### Required work
Render each line of the entries below as a JSON list of strings, one string per line and no blank lines. Leave the pictures out of your answer.

### Image point annotation entries

--- start ---

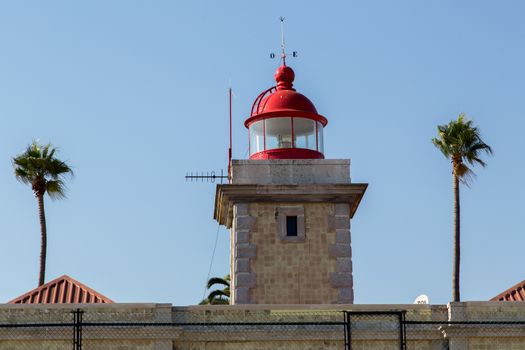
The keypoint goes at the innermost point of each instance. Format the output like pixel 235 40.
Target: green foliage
pixel 38 167
pixel 218 296
pixel 460 141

--- end ---

### Problem solution
[
  "The keypoint goes at the innermost point of each instance. Format the output like pixel 235 40.",
  "Target: green foliage",
  "pixel 38 167",
  "pixel 218 296",
  "pixel 460 141"
]